→ **SÉRIE DE TÂCHES**
1) Recopiez le passage de l'extrait sur les surfaces antimicrobiennes depuis « La pandémie du » jusqu'à « propagation des microorganismes. » inclus.
2) Indiquez ce que la pandémie du coronavirus a montré, d'après l'extrait sur les surfaces antimicrobiennes.

→ **EXTRAIT DE PAGE**
»»

La pandémie du coronavirus nous a montré que davantage de surfaces antimicrobiennes sont nécessaires dans l’espace public. On peut envisager des matériaux qui fonctionneraient selon le modèle clé-serrure ou relargueraient de l’oxygène singulet pour les surfaces amenées à être touchées par de nombreuses personnes: barres de maintien et sièges dans les transports publics, mains courantes, poignées et boutons d’ascenseurs. Autant de mesures qui visent à faire des matériaux antimicrobiens une véritable ligne de défense physico-chimique contre la propagation des microorganismes.

««

→ **DONNÉES ENREGISTRÉES**

»»

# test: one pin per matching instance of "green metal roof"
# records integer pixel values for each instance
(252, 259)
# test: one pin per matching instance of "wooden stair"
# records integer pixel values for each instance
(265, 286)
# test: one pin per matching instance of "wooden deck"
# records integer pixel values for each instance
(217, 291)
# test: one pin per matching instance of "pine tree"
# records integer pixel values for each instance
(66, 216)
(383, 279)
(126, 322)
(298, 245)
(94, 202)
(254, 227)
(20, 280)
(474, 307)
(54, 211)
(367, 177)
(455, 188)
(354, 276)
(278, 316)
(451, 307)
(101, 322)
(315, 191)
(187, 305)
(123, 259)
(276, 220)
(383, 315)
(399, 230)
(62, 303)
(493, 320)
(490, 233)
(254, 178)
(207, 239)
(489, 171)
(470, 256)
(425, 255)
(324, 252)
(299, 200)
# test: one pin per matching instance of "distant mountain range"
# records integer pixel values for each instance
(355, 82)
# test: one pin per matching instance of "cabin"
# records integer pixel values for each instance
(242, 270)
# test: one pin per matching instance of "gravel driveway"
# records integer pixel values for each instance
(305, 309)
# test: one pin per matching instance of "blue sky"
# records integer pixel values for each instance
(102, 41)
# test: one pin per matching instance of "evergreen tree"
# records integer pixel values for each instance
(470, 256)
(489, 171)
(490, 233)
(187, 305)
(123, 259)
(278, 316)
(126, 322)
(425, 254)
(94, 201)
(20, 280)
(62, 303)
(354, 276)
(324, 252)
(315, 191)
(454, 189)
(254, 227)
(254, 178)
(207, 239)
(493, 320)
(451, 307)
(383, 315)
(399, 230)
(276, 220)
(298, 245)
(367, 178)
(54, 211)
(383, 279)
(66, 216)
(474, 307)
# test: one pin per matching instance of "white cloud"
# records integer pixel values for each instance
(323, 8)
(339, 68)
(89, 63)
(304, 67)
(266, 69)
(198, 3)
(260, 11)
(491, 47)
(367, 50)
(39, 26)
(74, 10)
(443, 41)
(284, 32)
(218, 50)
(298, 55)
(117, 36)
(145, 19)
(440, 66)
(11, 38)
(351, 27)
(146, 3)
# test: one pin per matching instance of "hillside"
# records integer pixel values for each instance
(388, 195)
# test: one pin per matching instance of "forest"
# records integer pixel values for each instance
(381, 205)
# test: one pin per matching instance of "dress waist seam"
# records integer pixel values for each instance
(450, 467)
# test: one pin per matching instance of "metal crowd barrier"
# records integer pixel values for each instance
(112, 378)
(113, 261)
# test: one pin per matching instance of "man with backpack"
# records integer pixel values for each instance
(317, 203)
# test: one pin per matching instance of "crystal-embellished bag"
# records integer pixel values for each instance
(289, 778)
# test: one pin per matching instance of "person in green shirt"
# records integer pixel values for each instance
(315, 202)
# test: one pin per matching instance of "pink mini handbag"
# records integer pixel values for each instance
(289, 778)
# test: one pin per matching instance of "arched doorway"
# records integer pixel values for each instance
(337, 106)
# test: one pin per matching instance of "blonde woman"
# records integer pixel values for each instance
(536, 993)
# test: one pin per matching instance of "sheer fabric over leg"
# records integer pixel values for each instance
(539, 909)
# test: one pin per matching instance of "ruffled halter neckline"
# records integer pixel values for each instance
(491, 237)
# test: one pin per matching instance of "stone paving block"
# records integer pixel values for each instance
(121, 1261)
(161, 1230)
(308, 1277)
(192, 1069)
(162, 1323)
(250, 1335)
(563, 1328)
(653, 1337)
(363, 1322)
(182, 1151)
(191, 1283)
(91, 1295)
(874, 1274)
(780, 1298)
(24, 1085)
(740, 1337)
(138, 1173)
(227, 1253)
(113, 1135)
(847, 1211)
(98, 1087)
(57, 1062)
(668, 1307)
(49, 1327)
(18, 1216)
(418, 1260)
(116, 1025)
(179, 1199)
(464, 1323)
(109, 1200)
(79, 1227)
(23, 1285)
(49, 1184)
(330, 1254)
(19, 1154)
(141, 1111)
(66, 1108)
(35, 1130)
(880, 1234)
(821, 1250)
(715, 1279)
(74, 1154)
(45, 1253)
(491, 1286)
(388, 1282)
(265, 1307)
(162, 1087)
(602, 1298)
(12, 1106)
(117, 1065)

««

→ **RÉPONSES AUX TÂCHES**
1)
La pandémie du coronavirus nous a montré que davantage de surfaces antimicrobiennes sont nécessaires dans l’espace public. On peut envisager des matériaux qui fonctionneraient selon le modèle clé-serrure ou relargueraient de l’oxygène singulet pour les surfaces amenées à être touchées par de nombreuses personnes: barres de maintien et sièges dans les transports publics, mains courantes, poignées et boutons d’ascenseurs. Autant de mesures qui visent à faire des matériaux antimicrobiens une véritable ligne de défense physico-chimique contre la propagation des microorganismes.

2) Elle a montré que davantage de surfaces antimicrobiennes sont nécessaires dans l'espace public.